══ Study text ══
Maybe it sounds too histrionic, but I think that there is a kind of danger in that. I will do anything I can to encourage people to find the real joy of cooking — you know, that was the title of our greatest American food book and it is not so far off after all. It takes so little! I want to gently try to encourage people to smell, touch, taste. Cooking can be an amazingly settling, powerful act. And then of course there’s the great benefit of being able to eat afterward, too.

Do you think the American palate is evolving to be increasingly appreciative of exotic flavors?

When I grew up in California, it was pretty Asian — and now I go back there and its even more so. In Stockton, Calif., south of Sacramento, they have a farmers market there Saturday mornings. On good days in the summer there can be upward of 9,000 people coming to the market, and it is essentially 90 percent Asian. So instead of piles of heirloom tomatoes and arugula, there are piles of lemongrass and bitter melons and fresh chilies. Twenty years ago, even, finding that produce would have been impossible — but I think there is truly a seismic shift happening in the way we as Americans see food because of who we now are ethnographically and I think that’s a fantastic thing.

You became editor in chief at Saveur a few months ago, replacing Colman Andrews. How did that come about?

My first piece in Saveur was published in 1999, and pretty immediately, I knew that it was the magazine for me. That sounds cultlike but it really is true; it was a natural and organic fit. Over time, I played with the idea of going on staff, but my itchy feet prevailed, and instead I went on walkabout journeys for a couple of years to Southeast Asia and to India, mainly. Then last fall I was approached about coming on as executive editor, and decided the time was right. I had literally just finished up the book, just gone over the copy editors’ final notations, and it seemed like the perfect thing to do. When Colman Andrews, who was editor in chief since about 2001, decided he was ready to move on, he asked me if I was interested in taking over. I said yes, and here I am. And loving it.

What sort of role would you like the magazine to play in the food world right now?

To celebrate as warmly and joyously who we are as eaters of food: That was our role in the past, that is our role now, and it will be our role into the future. With all due respect, America’s other food magazines tend to get caught up in trends and hot young chefs, and snazzy new ingredients from exotic parts of the world. And I think that Saveur’s approach since its inception has been to instead embrace what’s old and timeless and rich and soulful. I think ultimately readers respond so intensely to the magazine because it’s for all of us, every last one of us, not just the elite few who can afford to eat at that fancy foam restaurant in Chicago. We try to balance that, not cast aspersions on any of it, but just respect it all equally. We respect the White Castle hamburger as much as the creations of Ferran Adria.

 You’re planning on sending a writer to Beirut. Why now?

Some other publication might be adverse to covering Beirut now, because of the conflict going on there, but to my knowledge, and from the contact I’ve had with people in Beirut, I can say that life goes on there. The same wonderful people live there, and are making some of the best food on the planet, and I think it’s important to write about that, especially now, when the rest of us are thinking, “Ooh, that’s where they breed terrorists!” It’s about celebrating an extraordinary place full of great people and great food and to not let those CNN sound bites make us afraid of them. I want to connect the world, not disconnect it.
═══
══ Records provided ══
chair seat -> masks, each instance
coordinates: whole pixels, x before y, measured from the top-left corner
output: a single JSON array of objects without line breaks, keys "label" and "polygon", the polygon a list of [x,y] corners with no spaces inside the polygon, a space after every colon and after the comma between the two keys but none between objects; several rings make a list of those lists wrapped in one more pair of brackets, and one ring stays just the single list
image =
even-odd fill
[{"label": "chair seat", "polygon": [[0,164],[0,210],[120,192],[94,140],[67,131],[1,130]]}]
═══
- Work item:
Do these statements agree with the interview? Answer yes or no for each, quoting the words of the interview that decide it.
1. The farmers market in Stockton takes place on Saturday mornings.
2. The speaker's first piece in Saveur came out in 2001.
3. The speaker was first approached about joining Saveur as editor in chief.
The records are separate material and have no connection to the interview.

- Response to the task:
1. Yes: "they have a farmers market there Saturday mornings."
2. No: "My first piece in Saveur was published in 1999"
3. No: "Then last fall I was approached about coming on as executive editor"